Instructions to follow: Recast the data below, from its first line through the line containing "x=477, y=315", as a JSON list of strings with one string per line and no blank lines.

Source records:

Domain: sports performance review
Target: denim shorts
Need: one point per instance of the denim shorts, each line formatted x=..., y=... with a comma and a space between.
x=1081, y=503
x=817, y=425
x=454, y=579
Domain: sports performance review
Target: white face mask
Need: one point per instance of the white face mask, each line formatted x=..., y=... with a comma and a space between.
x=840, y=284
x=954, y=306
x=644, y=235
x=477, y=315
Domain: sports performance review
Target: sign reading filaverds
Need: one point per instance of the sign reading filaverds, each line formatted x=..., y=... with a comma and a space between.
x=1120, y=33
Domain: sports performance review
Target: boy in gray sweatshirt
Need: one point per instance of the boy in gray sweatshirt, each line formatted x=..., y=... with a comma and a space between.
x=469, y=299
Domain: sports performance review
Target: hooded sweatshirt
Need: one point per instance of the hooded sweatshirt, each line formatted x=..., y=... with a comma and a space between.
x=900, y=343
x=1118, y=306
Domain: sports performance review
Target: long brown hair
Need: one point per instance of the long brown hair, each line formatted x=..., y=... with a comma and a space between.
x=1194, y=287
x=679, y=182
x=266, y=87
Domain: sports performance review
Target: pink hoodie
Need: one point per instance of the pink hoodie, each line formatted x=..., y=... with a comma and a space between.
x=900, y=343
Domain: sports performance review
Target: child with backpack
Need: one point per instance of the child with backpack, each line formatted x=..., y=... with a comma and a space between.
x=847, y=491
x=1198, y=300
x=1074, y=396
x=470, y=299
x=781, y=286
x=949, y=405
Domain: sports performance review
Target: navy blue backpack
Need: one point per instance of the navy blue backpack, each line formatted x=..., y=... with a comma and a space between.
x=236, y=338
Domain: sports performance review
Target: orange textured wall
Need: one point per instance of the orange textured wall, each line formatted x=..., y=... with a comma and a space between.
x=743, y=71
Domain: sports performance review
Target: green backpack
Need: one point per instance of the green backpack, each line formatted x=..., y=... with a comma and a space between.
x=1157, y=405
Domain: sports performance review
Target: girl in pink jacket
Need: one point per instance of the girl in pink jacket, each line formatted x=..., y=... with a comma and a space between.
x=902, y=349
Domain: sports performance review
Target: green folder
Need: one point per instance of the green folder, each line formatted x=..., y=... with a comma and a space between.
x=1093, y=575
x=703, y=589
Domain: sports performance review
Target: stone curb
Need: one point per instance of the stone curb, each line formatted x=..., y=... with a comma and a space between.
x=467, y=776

Exercise response:
[
  "Domain: sports performance review",
  "Target: denim shorts",
  "Need: one point per instance of the denim shorts, each line formatted x=..., y=... with a comma and a space between.",
  "x=1081, y=503",
  "x=817, y=425",
  "x=454, y=579",
  "Domain: sports performance review",
  "Target: white face mask",
  "Need: one point per instance of the white face mask, each line formatted x=..., y=... with a comma and a space between.",
  "x=840, y=284",
  "x=954, y=306",
  "x=644, y=235",
  "x=477, y=315"
]